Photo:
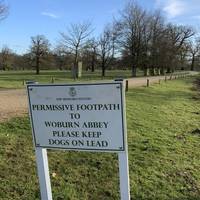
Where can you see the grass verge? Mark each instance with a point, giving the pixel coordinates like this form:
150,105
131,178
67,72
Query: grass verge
163,139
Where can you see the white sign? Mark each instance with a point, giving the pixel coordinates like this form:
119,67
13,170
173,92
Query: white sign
78,117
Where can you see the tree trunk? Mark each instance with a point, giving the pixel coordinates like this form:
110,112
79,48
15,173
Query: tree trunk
192,64
146,71
162,71
133,71
92,66
37,65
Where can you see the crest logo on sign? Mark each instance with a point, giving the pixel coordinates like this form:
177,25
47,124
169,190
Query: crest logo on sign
72,92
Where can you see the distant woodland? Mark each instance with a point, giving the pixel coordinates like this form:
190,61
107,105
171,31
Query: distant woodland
135,40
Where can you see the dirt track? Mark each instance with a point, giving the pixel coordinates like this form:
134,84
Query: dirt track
14,102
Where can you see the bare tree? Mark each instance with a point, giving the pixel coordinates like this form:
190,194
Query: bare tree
3,10
133,25
39,48
5,58
59,55
194,50
74,39
105,49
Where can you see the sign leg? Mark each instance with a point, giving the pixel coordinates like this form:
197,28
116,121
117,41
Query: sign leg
43,173
124,176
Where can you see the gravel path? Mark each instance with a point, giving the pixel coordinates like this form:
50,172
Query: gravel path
14,102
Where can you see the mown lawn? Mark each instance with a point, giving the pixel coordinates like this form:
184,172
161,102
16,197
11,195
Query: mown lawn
164,157
16,79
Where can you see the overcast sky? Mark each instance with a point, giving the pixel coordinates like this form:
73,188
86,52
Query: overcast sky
49,17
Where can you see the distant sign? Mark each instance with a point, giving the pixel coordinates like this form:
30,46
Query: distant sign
78,117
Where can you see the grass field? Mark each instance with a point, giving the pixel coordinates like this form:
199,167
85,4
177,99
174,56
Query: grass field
164,157
16,79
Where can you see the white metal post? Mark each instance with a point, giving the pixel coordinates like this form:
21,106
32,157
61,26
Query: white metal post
123,159
124,176
43,173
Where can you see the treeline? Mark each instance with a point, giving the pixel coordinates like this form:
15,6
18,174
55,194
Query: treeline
135,39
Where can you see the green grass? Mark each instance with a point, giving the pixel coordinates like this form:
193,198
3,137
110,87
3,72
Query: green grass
164,156
16,79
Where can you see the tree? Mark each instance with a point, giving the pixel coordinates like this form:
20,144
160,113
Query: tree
74,39
39,48
176,37
105,49
3,10
6,58
133,25
89,54
194,50
59,55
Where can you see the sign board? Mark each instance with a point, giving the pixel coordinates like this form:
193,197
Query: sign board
78,117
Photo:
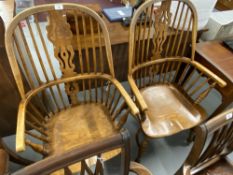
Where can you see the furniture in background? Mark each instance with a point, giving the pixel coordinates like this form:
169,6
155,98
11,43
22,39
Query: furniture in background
219,59
224,5
212,143
73,97
58,164
8,92
3,161
168,88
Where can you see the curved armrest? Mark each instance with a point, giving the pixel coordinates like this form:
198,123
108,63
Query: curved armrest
4,158
137,94
20,137
216,78
139,169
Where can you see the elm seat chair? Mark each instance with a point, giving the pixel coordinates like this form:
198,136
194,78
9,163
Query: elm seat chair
213,142
167,86
71,97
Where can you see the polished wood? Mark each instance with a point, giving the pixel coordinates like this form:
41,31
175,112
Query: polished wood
212,143
219,168
179,114
55,164
3,161
67,105
167,86
7,11
219,59
224,5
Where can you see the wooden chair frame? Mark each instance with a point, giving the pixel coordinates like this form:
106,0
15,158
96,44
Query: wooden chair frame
213,141
162,66
112,96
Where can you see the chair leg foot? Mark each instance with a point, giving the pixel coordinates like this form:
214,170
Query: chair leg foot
142,145
190,137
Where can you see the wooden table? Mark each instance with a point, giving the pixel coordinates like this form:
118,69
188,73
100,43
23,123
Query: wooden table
219,59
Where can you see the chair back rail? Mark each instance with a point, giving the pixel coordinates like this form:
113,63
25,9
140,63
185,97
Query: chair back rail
80,45
162,29
64,53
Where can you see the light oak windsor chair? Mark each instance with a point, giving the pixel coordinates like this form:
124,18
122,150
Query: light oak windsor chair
72,98
168,87
213,142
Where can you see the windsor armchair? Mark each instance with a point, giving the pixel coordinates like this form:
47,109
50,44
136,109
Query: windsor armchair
59,162
168,87
212,143
72,98
3,161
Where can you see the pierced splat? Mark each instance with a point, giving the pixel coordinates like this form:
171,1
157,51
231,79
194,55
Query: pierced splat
59,33
162,19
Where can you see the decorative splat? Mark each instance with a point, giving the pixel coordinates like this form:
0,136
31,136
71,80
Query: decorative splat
98,168
59,33
162,19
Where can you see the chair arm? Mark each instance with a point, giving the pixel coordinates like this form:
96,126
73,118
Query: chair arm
129,101
137,94
65,159
216,78
139,169
20,129
20,137
4,158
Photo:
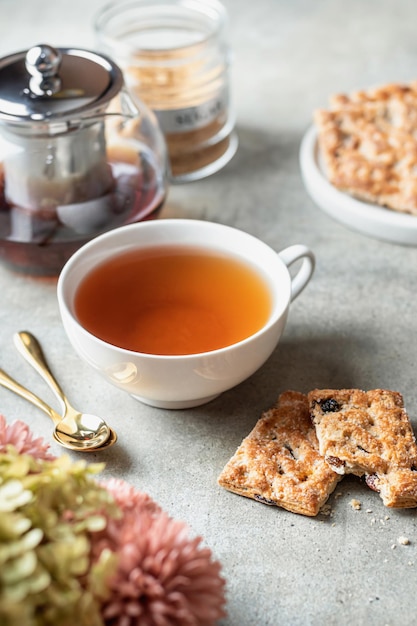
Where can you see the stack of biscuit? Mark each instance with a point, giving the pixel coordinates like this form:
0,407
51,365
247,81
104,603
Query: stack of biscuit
368,142
301,448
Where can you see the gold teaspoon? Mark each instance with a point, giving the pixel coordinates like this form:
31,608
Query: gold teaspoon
68,442
81,431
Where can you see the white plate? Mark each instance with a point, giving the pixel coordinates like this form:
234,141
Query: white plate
369,219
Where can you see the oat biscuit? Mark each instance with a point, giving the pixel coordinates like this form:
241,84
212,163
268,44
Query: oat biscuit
278,463
368,434
368,142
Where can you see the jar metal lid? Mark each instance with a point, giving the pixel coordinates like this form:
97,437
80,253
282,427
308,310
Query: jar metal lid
55,84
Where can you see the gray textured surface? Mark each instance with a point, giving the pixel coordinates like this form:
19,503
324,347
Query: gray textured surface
355,325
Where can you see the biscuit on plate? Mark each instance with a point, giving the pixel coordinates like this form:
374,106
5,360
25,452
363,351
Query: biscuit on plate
368,143
368,434
278,463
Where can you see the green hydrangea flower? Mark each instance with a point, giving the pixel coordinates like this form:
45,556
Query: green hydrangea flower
48,508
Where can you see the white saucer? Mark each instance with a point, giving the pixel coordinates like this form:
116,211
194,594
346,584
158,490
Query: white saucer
369,219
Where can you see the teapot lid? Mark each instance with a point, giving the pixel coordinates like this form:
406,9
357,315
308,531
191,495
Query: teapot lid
46,84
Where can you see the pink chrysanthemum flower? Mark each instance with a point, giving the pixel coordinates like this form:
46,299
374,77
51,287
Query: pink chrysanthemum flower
19,435
163,578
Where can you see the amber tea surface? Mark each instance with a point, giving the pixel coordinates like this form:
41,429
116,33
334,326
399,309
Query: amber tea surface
173,300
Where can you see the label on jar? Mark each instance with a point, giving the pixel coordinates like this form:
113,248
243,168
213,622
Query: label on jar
191,118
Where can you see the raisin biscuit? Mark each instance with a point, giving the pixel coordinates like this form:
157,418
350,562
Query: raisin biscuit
368,143
278,463
368,434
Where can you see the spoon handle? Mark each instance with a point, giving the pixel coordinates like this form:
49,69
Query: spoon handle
30,349
12,385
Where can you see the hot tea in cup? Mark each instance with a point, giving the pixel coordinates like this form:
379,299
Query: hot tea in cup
177,311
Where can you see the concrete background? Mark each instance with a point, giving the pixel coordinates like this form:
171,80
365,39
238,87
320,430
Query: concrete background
355,324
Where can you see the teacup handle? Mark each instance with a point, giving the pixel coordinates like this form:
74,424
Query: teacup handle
292,254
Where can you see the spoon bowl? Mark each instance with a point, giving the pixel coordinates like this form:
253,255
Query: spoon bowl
75,430
65,440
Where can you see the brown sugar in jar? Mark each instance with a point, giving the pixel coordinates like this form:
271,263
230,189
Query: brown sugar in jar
175,58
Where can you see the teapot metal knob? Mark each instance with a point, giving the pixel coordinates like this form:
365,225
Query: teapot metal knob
43,62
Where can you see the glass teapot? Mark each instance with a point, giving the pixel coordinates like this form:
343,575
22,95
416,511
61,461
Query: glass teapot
77,156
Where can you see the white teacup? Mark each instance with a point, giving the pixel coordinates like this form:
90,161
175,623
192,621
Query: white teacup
184,381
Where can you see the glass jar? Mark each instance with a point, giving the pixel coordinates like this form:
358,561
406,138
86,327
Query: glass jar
175,57
77,156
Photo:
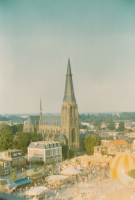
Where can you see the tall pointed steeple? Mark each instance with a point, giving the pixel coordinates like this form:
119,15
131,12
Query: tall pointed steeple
40,112
69,90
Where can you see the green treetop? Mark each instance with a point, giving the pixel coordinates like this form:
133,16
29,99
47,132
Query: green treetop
90,142
111,125
6,140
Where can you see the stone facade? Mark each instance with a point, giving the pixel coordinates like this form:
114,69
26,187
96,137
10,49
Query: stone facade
52,125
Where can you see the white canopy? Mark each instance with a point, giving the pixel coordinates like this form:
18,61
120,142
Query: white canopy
70,171
56,178
36,190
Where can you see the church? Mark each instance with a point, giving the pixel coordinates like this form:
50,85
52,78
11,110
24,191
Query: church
64,126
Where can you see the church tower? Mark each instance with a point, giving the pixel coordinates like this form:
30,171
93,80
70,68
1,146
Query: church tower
69,113
40,111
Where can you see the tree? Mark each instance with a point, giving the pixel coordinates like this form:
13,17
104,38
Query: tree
14,177
35,168
6,140
4,127
66,151
90,142
115,117
111,125
97,124
121,126
131,173
24,138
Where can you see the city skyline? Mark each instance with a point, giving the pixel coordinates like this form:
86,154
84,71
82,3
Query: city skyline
35,38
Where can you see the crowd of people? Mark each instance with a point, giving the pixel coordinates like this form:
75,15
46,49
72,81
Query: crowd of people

++++++++++

▶ Task statement
Retype, word for word, only the lines from the line with "Where can you see the white teacup?" to the final line of the listing above; the pictures do not belong in the copy.

▶ Answer for this exercise
Where can you see the white teacup? Mark each instance with a point, giving the pixel coordinates like this form:
90,161
175,623
192,621
Query: white teacup
184,381
Where can you see the glass jar? Mark each instance with a point, giving the pixel coordinates like this form:
358,561
406,138
86,327
Query: glass jar
175,57
77,156
Photo:
Where can you see the tall pointed steeple? Mark each instance with a point, giving the pixel coordinates like this form:
119,15
131,12
Query: tall pointed steeple
40,112
69,90
Where can you see the green treetop? Mark each instance with a point, giving the pixel coordinates like this form:
133,16
29,99
47,132
Query: green treetop
90,142
111,125
6,140
Where can you see the stone facade? Mark each instance with a point, giving the pixel coordinates like this form:
114,69
26,187
96,137
10,49
Query: stone facade
52,125
Where can you see the white canopy? Mark each instance with a point, giving the pixel coordinates like this form:
18,61
120,142
Query: white canopy
70,171
56,178
36,190
Where can you see the church? Mark each instance with a point, giving the pixel coordinates like this form:
50,85
52,78
11,110
24,191
Query: church
64,126
Where can you see the church tower? Mark each instance with a point, giving the pixel coordinates like this form:
30,171
93,80
70,68
1,146
Query: church tower
69,113
40,111
Where can you see the tree? Mark each instance with a point, giving the pixel coordinates like this form:
13,17
104,38
Query: tree
14,177
35,168
6,140
4,127
66,151
90,142
115,117
111,125
97,124
121,126
131,173
24,138
Where can you see the city skyline? Mark each instance with a point, giving the pixel coordinates like this form:
86,154
84,71
82,3
Query: city skyline
35,38
Where can you see the crowd of people? Mark each instance with a point, giving the pixel coordinates like this form:
75,15
46,49
72,81
Query: crowd of people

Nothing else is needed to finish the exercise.